Write out every line of the records below as a JSON list of strings, one string per line, skipping blank lines. Leave out the pictures.

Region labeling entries
•••

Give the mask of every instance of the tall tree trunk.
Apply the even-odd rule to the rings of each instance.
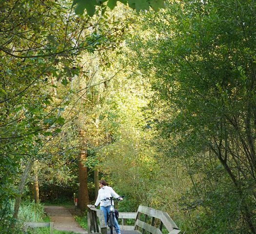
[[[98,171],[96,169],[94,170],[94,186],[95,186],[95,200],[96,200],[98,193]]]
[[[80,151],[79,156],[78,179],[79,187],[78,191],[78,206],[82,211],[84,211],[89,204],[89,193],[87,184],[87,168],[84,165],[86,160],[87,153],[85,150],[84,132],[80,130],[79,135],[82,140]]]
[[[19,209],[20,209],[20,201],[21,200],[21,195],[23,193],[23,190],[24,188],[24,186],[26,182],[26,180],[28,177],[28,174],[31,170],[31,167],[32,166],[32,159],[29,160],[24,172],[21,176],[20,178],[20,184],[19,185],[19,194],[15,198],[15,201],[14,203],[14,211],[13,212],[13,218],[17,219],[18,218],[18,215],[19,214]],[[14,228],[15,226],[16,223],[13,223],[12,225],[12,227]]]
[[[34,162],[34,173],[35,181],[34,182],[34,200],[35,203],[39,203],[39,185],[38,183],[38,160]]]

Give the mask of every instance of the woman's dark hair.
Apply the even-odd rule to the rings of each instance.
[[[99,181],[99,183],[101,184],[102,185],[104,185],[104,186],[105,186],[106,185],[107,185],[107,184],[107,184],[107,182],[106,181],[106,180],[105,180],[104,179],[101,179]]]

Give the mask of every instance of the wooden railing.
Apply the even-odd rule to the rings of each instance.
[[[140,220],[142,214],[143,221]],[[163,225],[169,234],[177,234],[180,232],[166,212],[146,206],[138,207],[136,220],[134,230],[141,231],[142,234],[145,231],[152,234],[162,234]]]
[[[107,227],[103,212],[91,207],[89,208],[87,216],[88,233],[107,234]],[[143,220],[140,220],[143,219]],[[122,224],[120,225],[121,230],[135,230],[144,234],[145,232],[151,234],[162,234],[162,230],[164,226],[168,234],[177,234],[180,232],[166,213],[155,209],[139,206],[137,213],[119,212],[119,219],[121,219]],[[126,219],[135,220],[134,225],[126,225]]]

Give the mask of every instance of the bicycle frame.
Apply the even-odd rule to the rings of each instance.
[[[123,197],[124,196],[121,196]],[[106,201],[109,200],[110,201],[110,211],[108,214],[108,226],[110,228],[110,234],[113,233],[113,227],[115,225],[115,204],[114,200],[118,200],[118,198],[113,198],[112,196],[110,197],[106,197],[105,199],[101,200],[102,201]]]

•••

**Exercise answer**
[
  "Give the mask of every instance of the tall tree trunk.",
  "Apply the even-odd rule to the rings of each instance.",
  "[[[98,171],[96,169],[94,170],[94,186],[95,186],[95,200],[96,200],[98,193]]]",
  "[[[80,151],[79,156],[78,179],[79,187],[78,191],[78,206],[82,211],[84,211],[89,204],[89,193],[87,184],[87,168],[84,165],[86,160],[87,153],[85,150],[84,132],[80,130],[79,135],[82,140]]]",
  "[[[19,209],[20,209],[20,201],[21,200],[21,195],[23,193],[23,190],[24,188],[24,186],[26,182],[26,180],[28,177],[28,174],[31,170],[31,167],[32,166],[32,159],[29,160],[24,172],[21,176],[20,178],[20,184],[19,185],[19,194],[15,198],[15,201],[14,203],[14,211],[13,212],[13,218],[17,219],[18,218],[18,215],[19,214]],[[14,228],[15,226],[16,223],[13,223],[12,225],[12,227]]]",
  "[[[34,162],[34,173],[35,181],[34,182],[34,200],[35,203],[39,203],[39,185],[38,183],[38,160]]]",
  "Give the mask of every instance of the woman's dark hair.",
  "Apply the even-odd rule to the rings of each instance.",
  "[[[99,181],[99,183],[101,184],[102,185],[104,185],[104,186],[105,186],[106,185],[107,185],[107,184],[107,184],[107,182],[106,181],[106,180],[105,180],[104,179],[101,179]]]",
  "Give the mask of every instance of the wooden railing.",
  "Apply the even-odd rule to the rings of each instance.",
  "[[[140,220],[142,214],[143,221]],[[163,225],[169,234],[177,234],[180,232],[166,212],[146,206],[138,207],[136,220],[134,230],[141,231],[142,234],[145,231],[152,234],[162,234]]]",
  "[[[107,227],[103,212],[91,207],[89,208],[87,216],[88,233],[107,234]],[[143,220],[140,220],[143,219]],[[122,224],[120,225],[121,230],[135,230],[144,234],[145,232],[151,234],[162,234],[162,230],[164,226],[168,234],[177,234],[180,232],[166,213],[155,209],[139,206],[137,213],[119,212],[119,219],[121,219]],[[126,219],[135,220],[134,225],[126,225]]]",
  "Give the mask of every instance of the bicycle frame.",
  "Apply the even-odd rule to the rings of each instance.",
  "[[[123,197],[124,196],[121,196]],[[106,201],[109,200],[110,201],[110,211],[108,214],[108,226],[110,228],[110,234],[113,233],[113,227],[115,225],[115,204],[114,200],[118,200],[118,198],[113,198],[112,196],[110,197],[106,197],[105,199],[101,200],[102,201]]]"
]